[To be done]:
a – Name every organization the CIFAS complaint text below mentions by name or initials.
b – Pick up the CIFAS complaint text below after its final sentence and keep writing it.

[Text]:
⁂
CIFAS complaint - credit record checks cost only £2?

CIFAS complaint: "Consumers have a right to a copy of their credit file under the Consumer Credit Act's provisions, now incorporated into the Data Protection Act 1998 for a statutory fee of £2 as opposed to a subject access request where a fee of £10 is the norm"

Our response: Both the DPR and OFT were initially hesitant about clarifying the different fees when we asked but both eventually agreed that the credit reference companies are required by law to charge £2 to show you your credit reference files. Both confirmed that the law limits the amount you should pay to £2 per company.

But you also have the right serve a £10 subject access rights notice which should show you all the electronic data any company might hold on you.
⁂
[Material provided]:
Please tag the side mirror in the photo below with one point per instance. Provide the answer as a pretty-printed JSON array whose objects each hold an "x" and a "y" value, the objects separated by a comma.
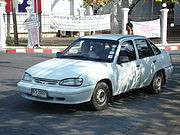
⁂
[Expected responses]:
a – CIFAS, DPR, OFT

b –
A subject access rights notice is different to a credit reference record notice. The £10 charge that companies impose for replying to these is entirely voluntary. The law only limits the maximum charge to £10 per request. You could - theoretically - serve a subject access rights notice on any company, including the credit reference agencies and the company could - theoretically - reply to it with data you requested without charging you a cent. There is no law that prevents the credit reference agencies showing you the credit reference information they hold on you for free if you serve a subject access rights notice on them.

So, no-one has to charge you. Some don't. An example is the Bradford & Bingley Building Society. The £10 "norm" is not imposed by Government: it is a "norm" imposed by the companies that CIFAS chooses to do business with.

What CIFAS director Censored due to Cifas's legal threats (Censored due to Cifas's legal threats) is describing is a system whereby you are being charged to inspect and clean data that is potentially damaging to you. Data that - potentially - libels you. Unless you stump up, the data remains "dirty". You may consider this arrangement to be inequitable.

We would prefer to see a system in which the companies that collect personal data take responsibility for ensuring that it is accurate. They ensure that it is accurate by paying the subjects of that data to check it. Where it is found to be libellous, the data collectors pay the subject nominal compensation, say, £2,000.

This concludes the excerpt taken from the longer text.